*Задача*:
Пожалуйста, переименуй в данных ниже «drop one marker per instance» в «place a single marker on each instance» и приведи все строки заново, больше ничего не меняя.

● ● ● ● ●

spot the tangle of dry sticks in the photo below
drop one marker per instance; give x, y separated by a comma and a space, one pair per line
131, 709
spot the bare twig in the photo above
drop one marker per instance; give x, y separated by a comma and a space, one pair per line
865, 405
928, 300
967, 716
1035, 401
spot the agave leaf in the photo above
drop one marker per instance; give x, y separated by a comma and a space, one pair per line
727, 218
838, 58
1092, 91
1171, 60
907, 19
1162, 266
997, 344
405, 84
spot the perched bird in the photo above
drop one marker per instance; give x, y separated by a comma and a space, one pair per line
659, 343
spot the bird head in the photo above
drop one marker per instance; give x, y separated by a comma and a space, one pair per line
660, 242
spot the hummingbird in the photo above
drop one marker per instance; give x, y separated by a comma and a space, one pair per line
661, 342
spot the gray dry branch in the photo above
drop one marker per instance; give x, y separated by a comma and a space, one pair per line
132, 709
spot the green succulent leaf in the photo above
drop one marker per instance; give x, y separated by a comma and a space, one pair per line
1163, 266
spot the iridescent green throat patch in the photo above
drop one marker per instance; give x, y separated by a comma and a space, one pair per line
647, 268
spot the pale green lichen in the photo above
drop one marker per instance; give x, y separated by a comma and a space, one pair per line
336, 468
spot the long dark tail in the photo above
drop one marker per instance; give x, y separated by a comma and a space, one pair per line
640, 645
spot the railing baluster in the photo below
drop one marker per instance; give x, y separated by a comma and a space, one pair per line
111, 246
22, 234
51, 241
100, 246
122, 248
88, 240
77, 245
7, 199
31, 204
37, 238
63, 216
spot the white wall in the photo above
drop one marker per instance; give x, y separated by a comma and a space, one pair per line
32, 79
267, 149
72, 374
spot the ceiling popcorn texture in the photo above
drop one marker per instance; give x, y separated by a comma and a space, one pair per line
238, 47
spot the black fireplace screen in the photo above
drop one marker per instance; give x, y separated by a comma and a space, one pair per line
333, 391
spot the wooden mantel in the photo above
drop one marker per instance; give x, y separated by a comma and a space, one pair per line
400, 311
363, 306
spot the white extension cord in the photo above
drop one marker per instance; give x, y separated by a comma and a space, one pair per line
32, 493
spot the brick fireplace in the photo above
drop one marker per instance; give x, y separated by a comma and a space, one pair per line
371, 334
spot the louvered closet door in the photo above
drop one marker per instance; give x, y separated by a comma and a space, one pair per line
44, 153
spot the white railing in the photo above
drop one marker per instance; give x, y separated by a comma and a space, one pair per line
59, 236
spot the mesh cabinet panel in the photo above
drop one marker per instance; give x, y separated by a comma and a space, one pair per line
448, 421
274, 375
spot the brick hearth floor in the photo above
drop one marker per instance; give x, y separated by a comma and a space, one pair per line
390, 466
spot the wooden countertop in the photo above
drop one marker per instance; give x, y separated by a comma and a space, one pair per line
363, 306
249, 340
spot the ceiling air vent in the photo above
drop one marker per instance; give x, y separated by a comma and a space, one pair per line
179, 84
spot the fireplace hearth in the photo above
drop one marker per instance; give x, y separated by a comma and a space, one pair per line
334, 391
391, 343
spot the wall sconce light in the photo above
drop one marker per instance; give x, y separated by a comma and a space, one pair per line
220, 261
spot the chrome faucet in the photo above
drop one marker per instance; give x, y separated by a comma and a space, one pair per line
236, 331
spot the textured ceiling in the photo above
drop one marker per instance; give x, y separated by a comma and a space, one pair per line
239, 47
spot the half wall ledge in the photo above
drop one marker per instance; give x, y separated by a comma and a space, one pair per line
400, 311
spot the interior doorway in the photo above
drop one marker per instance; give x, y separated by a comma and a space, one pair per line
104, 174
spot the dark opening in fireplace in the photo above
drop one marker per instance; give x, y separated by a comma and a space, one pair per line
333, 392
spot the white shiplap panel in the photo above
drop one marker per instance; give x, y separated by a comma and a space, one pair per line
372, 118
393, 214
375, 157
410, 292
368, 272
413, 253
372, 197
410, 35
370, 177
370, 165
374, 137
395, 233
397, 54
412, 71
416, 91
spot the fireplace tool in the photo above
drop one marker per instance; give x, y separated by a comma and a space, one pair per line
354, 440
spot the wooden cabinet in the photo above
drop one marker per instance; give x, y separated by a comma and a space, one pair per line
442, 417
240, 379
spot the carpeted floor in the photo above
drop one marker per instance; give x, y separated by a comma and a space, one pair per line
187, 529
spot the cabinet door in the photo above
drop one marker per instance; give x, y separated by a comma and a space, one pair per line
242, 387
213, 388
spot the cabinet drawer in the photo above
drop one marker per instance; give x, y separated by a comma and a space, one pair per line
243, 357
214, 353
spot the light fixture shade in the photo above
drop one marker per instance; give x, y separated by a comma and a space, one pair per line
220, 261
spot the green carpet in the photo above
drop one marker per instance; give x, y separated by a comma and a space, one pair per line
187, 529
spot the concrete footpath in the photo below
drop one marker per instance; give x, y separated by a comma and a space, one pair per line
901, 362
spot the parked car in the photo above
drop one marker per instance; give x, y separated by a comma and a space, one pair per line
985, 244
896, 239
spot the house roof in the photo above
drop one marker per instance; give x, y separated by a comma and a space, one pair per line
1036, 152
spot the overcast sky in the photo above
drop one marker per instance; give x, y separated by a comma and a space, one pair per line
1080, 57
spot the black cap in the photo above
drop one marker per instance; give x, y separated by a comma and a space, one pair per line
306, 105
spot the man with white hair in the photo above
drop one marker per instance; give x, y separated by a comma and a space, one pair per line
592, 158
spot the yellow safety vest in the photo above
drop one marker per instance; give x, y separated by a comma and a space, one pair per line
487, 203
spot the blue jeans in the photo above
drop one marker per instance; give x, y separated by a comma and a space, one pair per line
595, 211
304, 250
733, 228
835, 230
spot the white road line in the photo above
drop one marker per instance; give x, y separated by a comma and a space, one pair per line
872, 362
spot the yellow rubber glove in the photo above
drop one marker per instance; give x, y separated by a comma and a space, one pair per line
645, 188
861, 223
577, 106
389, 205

● ● ● ● ●

*Ответ*:
spot the tangle of dry sticks in the photo below
place a single marker on each instance; give x, y separated by a comma and a space, one pair per line
131, 709
spot the bare twig in the photo above
place a single marker on each instance; give x, y separated by a comma and a space, one pair per line
865, 405
928, 300
967, 716
1035, 401
spot the agave leaf in the photo above
place a single marker on each instance; give x, y separated by a comma and a space, one pair per line
727, 218
838, 58
1092, 91
1171, 60
907, 19
1162, 266
997, 344
405, 84
spot the perched bird in the photo above
place a single marker on each instance; give x, y separated by a comma and a space, one pair per line
659, 343
spot the bird head in the photo above
place a single marker on each instance; give x, y separated by a comma and a space, one pair per line
660, 242
spot the hummingbird in the photo above
place a single marker on each instance; give x, y separated by a comma and a space, one pair per line
661, 342
spot the gray dry branch in the photo above
place a single marker on each instance; give x, y separated by a comma and a space, one pair per line
132, 709
spot the green succulent leaf in the photo above
place a single marker on each instance; give x, y separated by a comma and a space, one pair per line
1163, 266
spot the iridescent green throat patch in the photo above
place a single marker on each instance; give x, y separated by a comma and a space, one pair per line
647, 268
spot the pale green lichen in the photo above
place a single marker on each instance; give x, y separated by a comma and a space, one pair per line
336, 468
spot the long dark tail in the photo above
place a single marker on each instance; give x, y separated by a comma and a space, one pair per line
640, 645
spot the railing baluster in the photo below
place a single marker on each instance; give x, y separated by a comma and a space, one pair per line
111, 246
22, 234
51, 241
100, 246
122, 248
88, 240
77, 245
7, 199
31, 204
37, 238
63, 216
spot the white wall in the photo above
place a single marker on each instance; give x, y separated by a comma and a space, one pair per line
32, 79
267, 149
72, 374
spot the ceiling popcorn texture in the photo above
place a single marker on each instance; give x, y separated by a comma and a space, one pair per line
238, 47
spot the black fireplace screen in the photo above
place a single marker on each instance; give x, y separated by a comma and a space, one pair per line
333, 391
spot the wooden mantel in the photo above
place a single marker on each instance; give x, y separated by a comma and a space, one pair per line
400, 311
363, 306
spot the white extension cord in the photo above
place a single marker on each instance; give x, y separated by a comma and a space, one pair per line
32, 493
spot the brick fireplace in the photo above
place a single marker on each instance; give x, y separated by a comma and a space, one pair per line
371, 334
spot the louvered closet door in the photo above
place a single marker on each instance; give x, y separated by a comma and a space, one pair per line
44, 153
spot the white railing in the photo above
place a single marker on each instance; give x, y separated by a comma and a space, one pair per line
59, 236
spot the mesh cabinet panel in the photo above
place a single marker on each instance; give x, y separated by a comma and a space, one pair per line
448, 421
274, 375
spot the brick hearth floor in the photo above
place a single marker on each instance; give x, y separated by a comma and a space, one pair per line
390, 466
spot the wooden countertop in the photo above
place a single marker on each instance; give x, y separated by a comma and a space, one pair per line
363, 306
249, 340
spot the ceiling air vent in the photo above
place a single marker on each instance; give x, y separated by a comma and a space, one pair per line
179, 84
spot the fireplace hearth in the photo above
place a single marker on each instance; give x, y separated by a comma and a space, one pair per line
334, 391
391, 343
spot the wall sconce light in the photo above
place a single marker on each instance; give x, y separated by a comma and a space, one pair per line
220, 261
spot the chrome faucet in the photo above
place a single marker on each instance; give x, y separated by a comma and a space, one pair per line
236, 331
spot the textured ceiling in the photo above
place a single marker on each instance; give x, y separated by a comma and a space, one pair per line
239, 47
spot the half wall ledge in the photo above
place a single marker on each instance; give x, y separated by a comma and a space, one pair per line
400, 311
spot the interior doorway in the photo above
place a single marker on each instance; give x, y separated by a comma and a space, one pair per line
104, 174
spot the dark opening in fireplace in the photo above
place a single marker on each instance; give x, y separated by a comma and a space, one pair per line
333, 392
spot the white shiplap panel in the photo above
place a single marker on each instance; give x, y separated by a comma and a space, one pair per line
372, 118
393, 214
375, 157
410, 292
368, 272
413, 253
372, 197
410, 35
370, 177
370, 165
374, 137
395, 233
397, 54
412, 71
416, 91
spot the fireplace tool in the photo above
place a single marker on each instance; give x, y separated by a comma and a space, one pair per line
354, 440
spot the wooden cabinet in the photo above
place a single marker on each instance; give x, y separated by a comma and a space, one pair per line
442, 417
240, 379
spot the carpeted floor in the photo above
place a single marker on each instance; give x, y separated by a comma and a space, one pair per line
187, 529
spot the cabinet door in the photo above
place a single marker on each instance; give x, y separated by a comma and a space, one pair per line
242, 387
213, 388
spot the cabinet drawer in the photo above
place a single marker on each instance; give x, y separated by a comma and a space, one pair per line
243, 357
214, 353
spot the light fixture shade in the photo above
place a single marker on each instance; give x, y separated by a comma and a space, one pair per line
220, 261
spot the green carpet in the photo above
place a single marker on each instance; give x, y separated by a comma and a space, one pair per line
187, 529
spot the concrete footpath in the photo below
place a single marker on each instance; give x, y separated by a comma and a space, one pair per line
901, 362
spot the parked car in the photo above
place a single marker on each instance; give x, y separated by a comma and a space, one pair per line
985, 244
896, 239
spot the house roof in the photo above
place a single marker on each instance; give x, y separated by a comma and a space, one pair per line
1036, 152
spot the overcast sky in the photo above
place a single marker on each instance; give x, y separated by a comma and a space, one pair per line
1080, 57
spot the black cap in the photo above
place a single marker on each instance; give x, y separated by a comma and a space, one pair per line
306, 105
spot the man with white hair in the photo above
place a single marker on each instance; give x, y separated by a comma and a space, one pair per line
592, 158
spot the yellow safety vest in the photo above
place a single marker on each instance; give x, y separated by a comma and a space, one pair per line
487, 203
spot the blue jeans in the photo above
place a single marker on each instance; give x, y separated by a comma and a space, one pair per line
595, 211
304, 250
733, 228
835, 230
spot the white road line in the photo above
place a single marker on each instance; give x, y separated by a comma and a space, one pair per line
872, 362
spot the yellow rubber glove in the photo above
place a single marker on each instance; give x, y separated by a comma and a space, one pair per line
645, 188
861, 223
577, 106
389, 205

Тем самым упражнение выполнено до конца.